Copy out all the lines exactly. Omit pictures.

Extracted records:
--- start ---

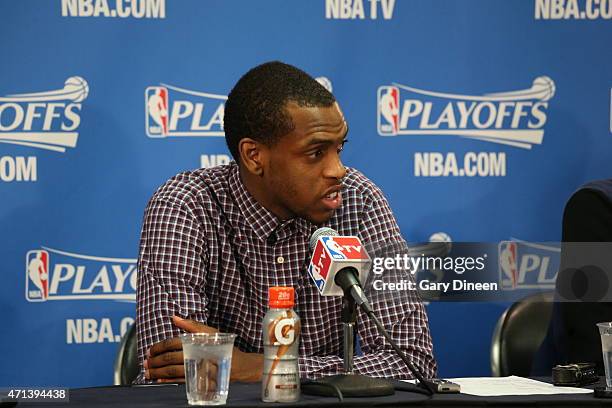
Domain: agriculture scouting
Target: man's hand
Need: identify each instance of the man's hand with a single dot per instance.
(164, 362)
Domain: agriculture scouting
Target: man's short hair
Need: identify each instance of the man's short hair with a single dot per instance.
(255, 108)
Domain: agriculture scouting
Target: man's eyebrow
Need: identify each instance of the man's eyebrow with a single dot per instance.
(320, 141)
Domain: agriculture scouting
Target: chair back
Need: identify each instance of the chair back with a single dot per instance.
(518, 335)
(126, 362)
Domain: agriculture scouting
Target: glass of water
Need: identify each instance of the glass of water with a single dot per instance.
(208, 363)
(605, 331)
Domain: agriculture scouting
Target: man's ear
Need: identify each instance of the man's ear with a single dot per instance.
(252, 155)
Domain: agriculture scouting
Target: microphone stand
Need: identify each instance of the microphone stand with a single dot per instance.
(349, 384)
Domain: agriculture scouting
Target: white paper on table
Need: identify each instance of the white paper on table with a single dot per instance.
(513, 385)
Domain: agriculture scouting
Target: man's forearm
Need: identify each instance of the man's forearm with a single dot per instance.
(378, 364)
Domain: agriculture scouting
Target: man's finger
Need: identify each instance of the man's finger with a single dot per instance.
(191, 326)
(168, 380)
(164, 359)
(173, 344)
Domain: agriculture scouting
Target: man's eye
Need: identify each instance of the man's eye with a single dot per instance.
(317, 153)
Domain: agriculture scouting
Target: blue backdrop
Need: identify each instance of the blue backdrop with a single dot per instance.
(477, 118)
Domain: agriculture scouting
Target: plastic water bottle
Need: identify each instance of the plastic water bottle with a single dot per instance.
(281, 334)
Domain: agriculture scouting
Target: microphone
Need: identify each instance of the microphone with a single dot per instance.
(338, 265)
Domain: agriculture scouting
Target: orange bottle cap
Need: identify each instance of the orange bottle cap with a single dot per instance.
(281, 297)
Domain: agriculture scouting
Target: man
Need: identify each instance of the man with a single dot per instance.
(214, 240)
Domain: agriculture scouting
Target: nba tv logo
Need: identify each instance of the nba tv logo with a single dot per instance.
(37, 278)
(175, 112)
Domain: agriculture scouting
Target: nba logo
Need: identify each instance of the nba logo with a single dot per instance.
(37, 275)
(156, 101)
(508, 264)
(335, 250)
(388, 110)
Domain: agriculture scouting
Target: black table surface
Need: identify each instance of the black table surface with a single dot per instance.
(247, 395)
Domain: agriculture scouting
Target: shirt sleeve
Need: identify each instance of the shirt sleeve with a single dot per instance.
(401, 311)
(170, 274)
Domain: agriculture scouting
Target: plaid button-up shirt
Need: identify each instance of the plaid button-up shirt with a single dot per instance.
(209, 252)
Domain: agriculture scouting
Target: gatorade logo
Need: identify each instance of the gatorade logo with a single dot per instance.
(284, 332)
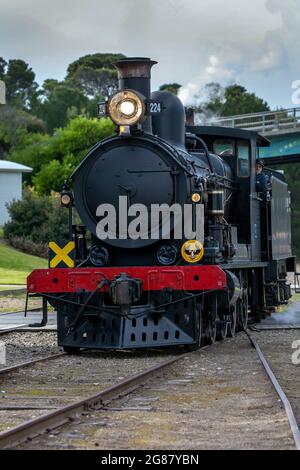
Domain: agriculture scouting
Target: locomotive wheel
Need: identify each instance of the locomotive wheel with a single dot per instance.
(231, 324)
(242, 307)
(221, 326)
(211, 327)
(199, 333)
(222, 329)
(71, 350)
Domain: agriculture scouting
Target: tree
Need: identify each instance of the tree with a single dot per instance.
(94, 74)
(15, 127)
(234, 99)
(3, 66)
(67, 147)
(95, 83)
(171, 87)
(239, 101)
(21, 87)
(59, 99)
(95, 61)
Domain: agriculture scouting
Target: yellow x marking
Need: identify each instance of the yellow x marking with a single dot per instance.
(62, 254)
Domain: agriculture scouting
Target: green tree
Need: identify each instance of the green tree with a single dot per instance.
(3, 65)
(94, 74)
(239, 101)
(59, 98)
(231, 100)
(67, 147)
(39, 219)
(171, 87)
(15, 126)
(21, 88)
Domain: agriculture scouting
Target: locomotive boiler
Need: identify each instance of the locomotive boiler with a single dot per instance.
(175, 245)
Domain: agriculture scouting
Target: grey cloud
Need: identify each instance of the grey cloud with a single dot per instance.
(255, 42)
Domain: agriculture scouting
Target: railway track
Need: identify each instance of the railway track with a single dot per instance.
(9, 329)
(37, 309)
(66, 414)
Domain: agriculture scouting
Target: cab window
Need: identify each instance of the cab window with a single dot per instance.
(243, 154)
(224, 147)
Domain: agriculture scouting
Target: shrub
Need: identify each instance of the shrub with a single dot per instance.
(36, 219)
(30, 247)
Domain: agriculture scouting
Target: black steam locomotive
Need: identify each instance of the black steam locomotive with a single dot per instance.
(144, 285)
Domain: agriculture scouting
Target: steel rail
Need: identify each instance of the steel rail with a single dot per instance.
(11, 329)
(37, 309)
(54, 419)
(21, 365)
(284, 399)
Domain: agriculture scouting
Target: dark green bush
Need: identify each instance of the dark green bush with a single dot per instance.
(38, 219)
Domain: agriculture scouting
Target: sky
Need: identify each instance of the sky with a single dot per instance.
(254, 43)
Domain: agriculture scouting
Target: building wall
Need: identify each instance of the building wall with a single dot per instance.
(10, 188)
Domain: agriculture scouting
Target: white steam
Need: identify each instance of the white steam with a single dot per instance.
(194, 93)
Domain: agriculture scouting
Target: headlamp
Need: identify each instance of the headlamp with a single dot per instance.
(65, 199)
(126, 108)
(98, 255)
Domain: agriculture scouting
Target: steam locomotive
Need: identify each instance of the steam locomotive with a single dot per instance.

--- end ---

### Answer for the task
Domain: agriculture scouting
Target: man's hand
Need: identify each instance of the man's hand with a single dot per instance.
(164, 362)
Domain: agriculture scouting
Target: man's short hair
Need: identify each instance of the man's short hair with a single dot per instance.
(255, 108)
Domain: agriculture scouting
Target: man's eyebrow
Need: identify each instance of the man's eyebrow with a single dot per instance.
(320, 141)
Domain: agriculture scouting
Target: chair back
Need: identify each instance of the chair back with a single dot per instance.
(518, 335)
(126, 362)
Domain: agriculture scouting
Target: glass of water
Need: identify each instance of the glass of water with a single dot per instance.
(208, 363)
(605, 331)
Domain: agriculture scouting
Target: man's ear
Need: identify each instance of the man's ear with a single dot per instance.
(252, 155)
Domain: agriculture scouting
Target: microphone stand
Need: identify each instance of the microphone stand with a single dot per instance.
(349, 384)
Domain: agriculture scouting
Target: white paper on table
Need: identify each instance of the white paper on table with a single dot per instance.
(513, 385)
Domain: agriculture scouting
Target: man's forearm
Need: identify each instance of the man's forearm with a single dot per instance.
(378, 364)
Domain: agriculture scouting
Target: man's finger
Need: identify each instance of the man's finger with a single dot per instance.
(191, 326)
(168, 380)
(164, 359)
(173, 344)
Domain: agriculture scouting
Target: man's eye
Need: identify each instance of the man's eye with a single dot per instance.
(317, 153)
Domain: agriculture scouting
Target: blue backdrop
Need: identify each instance of the blue backdrop with a single dot per instance.
(477, 118)
Domain: agriculture scouting
Target: plastic water bottle
Need: identify each instance of the plastic water bottle with a single dot per instance.
(281, 334)
Domain: agriculture scouting
Target: microphone
Need: identify each instance of the microphone with a single dot per instance.
(338, 265)
Domain: agriculture scouting
Target: orange bottle cap
Need: identify each instance of the orange bottle cap with a single dot per instance.
(281, 297)
Domain: agriculture scouting
Target: man
Need: identify each instance of the man with a single dot per instance.
(214, 240)
Domain: agriculture scouting
Target: nba tv logo
Need: identify each instance of the nba tv logo with a single dot per instance.
(37, 278)
(175, 112)
Domain: agriculture scouting
Target: nba logo
Need: identify each instance of the nba logo with a single dot per instance.
(37, 275)
(156, 101)
(508, 264)
(335, 250)
(388, 110)
Domain: agriculture scouting
Target: black table surface
Need: identify each instance of the black table surface with a single dot per instance.
(247, 395)
Domain: agriculture scouting
Target: shirt sleeve
Need: identify each instance of the shirt sleeve with a single dot per instance.
(401, 311)
(170, 274)
Domain: agriculture scouting
Target: plaid button-up shirt
Need: identify each instance of the plaid button-up shirt with a single dot per instance.
(209, 252)
Domain: agriculture scouting
Target: gatorade logo
Need: identify each instance of the gatorade logo with a single dot per instance.
(284, 332)
Domain: agriculture scouting
Target: locomotive wheel
Need: identify each instance of the locomotive wheel with a single dot per instance.
(231, 324)
(242, 307)
(221, 326)
(211, 327)
(199, 333)
(222, 329)
(71, 350)
Domain: agriculture scouting
Target: tree
Need: identify each instance of the tree with a single dot per instance.
(94, 74)
(15, 127)
(234, 99)
(3, 66)
(67, 147)
(95, 83)
(171, 87)
(239, 101)
(21, 87)
(59, 99)
(95, 61)
Domain: agriculture scouting
Target: yellow x marking
Need: identify each instance of the yellow x marking with a single dot per instance.
(62, 254)
Domain: agriculture scouting
Target: green tree
Need: identify each instance of the green tree with a single dot per instance.
(3, 65)
(94, 74)
(239, 101)
(59, 98)
(231, 100)
(67, 147)
(39, 219)
(171, 87)
(15, 126)
(21, 88)
Domain: agriculture scouting
Target: locomotive boiler
Need: identify each instance of the locomotive boiler with a single dot per instance.
(175, 245)
Domain: agriculture scouting
Target: grey cloud
Need: identify each instance of the grey cloud with a single dot per instance.
(255, 42)
Domain: agriculture scouting
Target: railway track
Need: identify each instance of the railway track with a single dot per instance.
(9, 329)
(37, 309)
(66, 414)
Domain: agriculture scouting
Target: cab window
Need: identify each instance of the cab window with a single dot per instance.
(243, 154)
(224, 147)
Domain: agriculture scouting
Target: shrub
Need: identify each instance of the shrub with a single dot per instance.
(36, 219)
(30, 247)
Domain: agriculture scouting
Target: black steam locomotive
Need: identify each instance of the black steam locomotive with a single dot per instance.
(144, 285)
Domain: agriculture scouting
Target: steel rail
Need: identify each instance of the steel rail with a single dot per instance.
(11, 329)
(37, 309)
(54, 419)
(21, 365)
(284, 399)
Domain: agriculture scouting
Target: dark green bush
Need: identify each instance of the dark green bush with a single dot per instance.
(38, 219)
Domain: agriculture scouting
Target: sky
Need: identify each instance of the sky with a single dot per instance.
(254, 43)
Domain: agriculture scouting
Target: building wall
Need: identify each instance of the building wall with a single dot per instance.
(10, 188)
Domain: agriculture scouting
Target: white steam
Need: identify each instance of the white steam with a single dot per instance.
(194, 93)
Domain: agriculture scouting
Target: headlamp
Need: identify each instance of the headlamp with a single dot per instance.
(65, 199)
(126, 108)
(98, 255)
Domain: agriculture scouting
Target: steam locomotive
Need: identify each instance of the steam locomotive with a single dot per instance.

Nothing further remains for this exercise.